DOCUMENT PASSAGE:
▼▼▼

To aid things along, states will also use legislation to force the hands of businesses and households. The current UK government’s decision to legislate a ban on new internal combustion engine cars from 2030, for example, has forced the car industry to switch investment toward EVs. The ban on coal power plants from 2025 may provide the more realistic example, however, because of its unforeseen consequences – such as companies closing power stations early to save on maintenance, and the threat to energy security which has now emerged. Nevertheless, it is some combination of legislation and money which will drive the process.

The same can be said, of course, for any campaigning/political issue. You can count on one hand the number of campaigns which have called for less state spending and the revoking of laws. Most often, new law and additional spending underpins demand for reform, while failing to spend and/or legislate is among the biggest sins a government can make.

So far so good. Except that both laws and money are merely ink on paper. They do not, in and of themselves change anything. Imagine, for a moment, you are the proverbial shipwreck survivor on your desert island. Lacking sufficient food and drinking water, your days are numbered. But then a passing aeroplane appears to offer salvation in the form of an emergency package parachuted down to you. You tear into the package, saliva dripping from the side of your mouth as you imagine the tinned food inside. But to your horror, you discover that the package contains a copy of a new law banning hunger on desert islands, together with a pile of banknotes that you might use to purchase some drinking water. Laws and money, then, are only useful insofar as they can redirect available resources – in this case, food and water – but are entirely useless when resources are not available.

This is obvious at a small scale – like a single person on a desert island – but is often obscured by the complexity of developed civilisations where resources are nominally available. Even in relatively primitive civilisations by modern standards, complexity served to obscure the resource implications of political decisions. As I explain in my book, The Consciousness of Sheep:

“Complexity, when it does occur, is always a response to the unforeseen consequences of prior solutions. Introducing coins as a means of paying soldiers and merchants, for example, makes theft and counterfeiting of money possible. This means part of societies’ surplus had to be invested in protecting the money supply. In a simple society, this might just mean allocating some soldiers to protect the coins when they are distributed, and to stand guard on market days. But even this apparently simple solution comes at a cost:

  • The soldiers have to be fed and clothed
  • Peasants – somewhere – have to produce this additional food
  • A weaver will have to produce the additional clothing
  • Blacksmiths have to do additional work to provide them with arms
  • Additional resources and energy have to be found to allow blacksmiths to create the arms
  • And, of course, someone else will have to be drafted into the army to take over the duties the soldiers had been performing.

▲▲▲

WHAT YOU NEED TO DO:
a – Update the passage on laws and money from "The same can" through "government can make." by replacing "campaigns" with "movements".
b – In the passage on laws and money, from what year does the UK government's ban on new internal combustion engine cars apply?

DATA SUPPLIED:
▼▼▼

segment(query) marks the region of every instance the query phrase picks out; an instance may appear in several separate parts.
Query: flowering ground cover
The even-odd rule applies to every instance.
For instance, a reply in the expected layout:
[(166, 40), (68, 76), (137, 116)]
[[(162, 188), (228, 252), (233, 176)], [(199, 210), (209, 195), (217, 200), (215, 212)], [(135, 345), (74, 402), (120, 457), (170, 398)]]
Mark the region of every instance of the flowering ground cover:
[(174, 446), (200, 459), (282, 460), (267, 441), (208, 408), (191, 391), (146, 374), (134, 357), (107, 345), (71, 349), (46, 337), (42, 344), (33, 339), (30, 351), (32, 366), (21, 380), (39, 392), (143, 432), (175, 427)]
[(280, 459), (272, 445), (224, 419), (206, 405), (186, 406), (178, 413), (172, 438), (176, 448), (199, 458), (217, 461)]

▲▲▲

EXPECTED RESULTS:
a –
The same can be said, of course, for any campaigning/political issue. You can count on one hand the number of movements which have called for less state spending and the revoking of laws. Most often, new law and additional spending underpins demand for reform, while failing to spend and/or legislate is among the biggest sins a government can make.

b – 2030